TEXT SEGMENT
Food
I have been working on dieting and exercising since the
first of the year. It is hard going
because I love to eat and I hate the gym.
So much of my life has been about food, that to leave it out is like
taking away a little part of myself. I
look at my yogurt and granola or my wassa bread with peanut butter and harken
back to the days when my family’s kitchen was filled with the smells of
cooking.
“These are people who
like to eat!” my mom always quipped whenever
there was a gathering of my large, noisy extended family. It was true that every family event and
holiday was celebrated with food and beverages.
Family pictures were taken around tables laden with holiday fare. We celebrated weddings with food. We mourned each passing with food. Every holiday had its own set of food
traditions. So it is no wonder that many
of my early memories are about eating.
Even when we weren’t celebrating our everyday activities
were scheduled around meals. Usually my
day started with breakfast cereal and Tang.
I especially relished Cocoa Krispies drenched with the cream which Mom
skimmed off the top of our household milk.
I would eat my breakfast, listening to the radio while Mom drank her
coffee and smoked. Then I would sit on
top of the heat vent until it was time to catch the school bus.
In the summers, lunch was the big meal of the day. Mom spent all morning making it. We always had beef and potatoes, some type of
vegetable and bread and butter on the table.
Mom made a sheet cake every week because my dad liked to finish off the
meal with dessert. My mom, dad and I
were joined by my Uncles Harold and Howard and I remember feeling that I was
competing with them for the food on the table.
And if I didn’t take seconds, I was somehow letting my mother down. On Sundays, Mom made fried chicken, mashed
potatoes with gravy and some special dessert.
My Uncle Dale would join us on Sundays and the men ate heartily while my
mother nibbled on bony chicken backs.
She always said she liked the backs, but inside I knew she was leaving
the choicest pieces for everyone else.

WHAT TO WORK ON
1. According to the food essay, what did Mom make every week so that Dad could finish off the meal with dessert?
2. Reproduce word for word the passage of the food essay between "In the summers, lunch" and "butter on the table.", inclusive.
The lines have nothing to do with the food essay and can be ignored.

PROVIDED DATA
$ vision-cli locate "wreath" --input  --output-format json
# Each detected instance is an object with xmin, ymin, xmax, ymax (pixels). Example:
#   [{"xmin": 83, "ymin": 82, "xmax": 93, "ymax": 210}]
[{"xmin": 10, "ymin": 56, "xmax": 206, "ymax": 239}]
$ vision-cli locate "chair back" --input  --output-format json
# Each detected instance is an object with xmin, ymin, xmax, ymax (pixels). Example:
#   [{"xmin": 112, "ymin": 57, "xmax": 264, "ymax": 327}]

...

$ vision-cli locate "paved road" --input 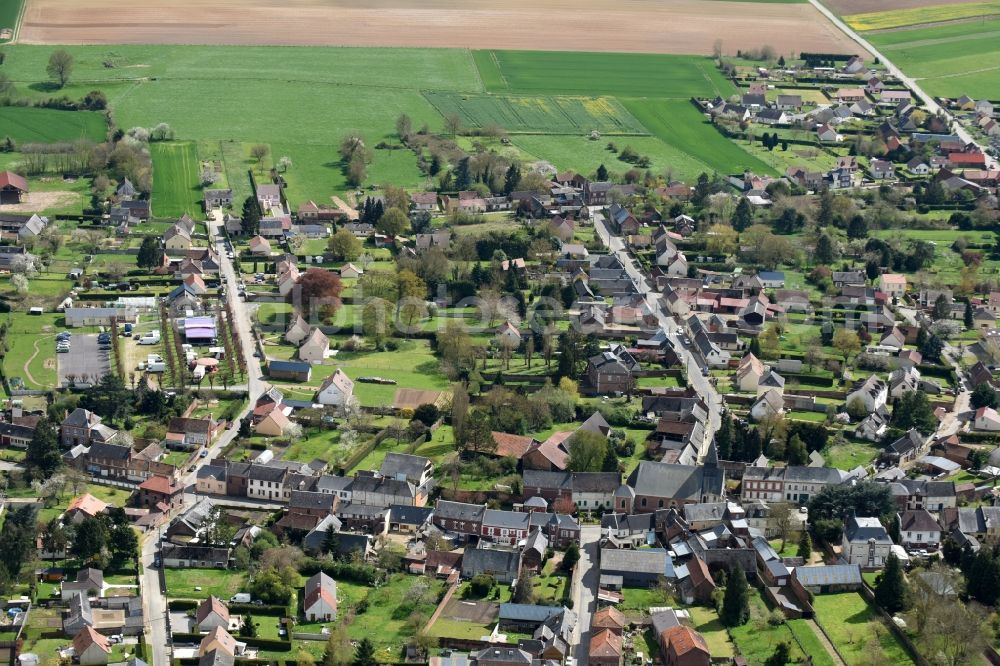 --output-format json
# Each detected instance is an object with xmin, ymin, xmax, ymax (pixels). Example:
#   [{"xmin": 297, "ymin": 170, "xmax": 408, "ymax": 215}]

ANSWERS FOR THIS EXERCISE
1. A sheet cake.

2.
In the summers, lunch was the big meal of the day. Mom spent all morning making it. We always had beef and potatoes, some type of
vegetable and bread and butter on the table.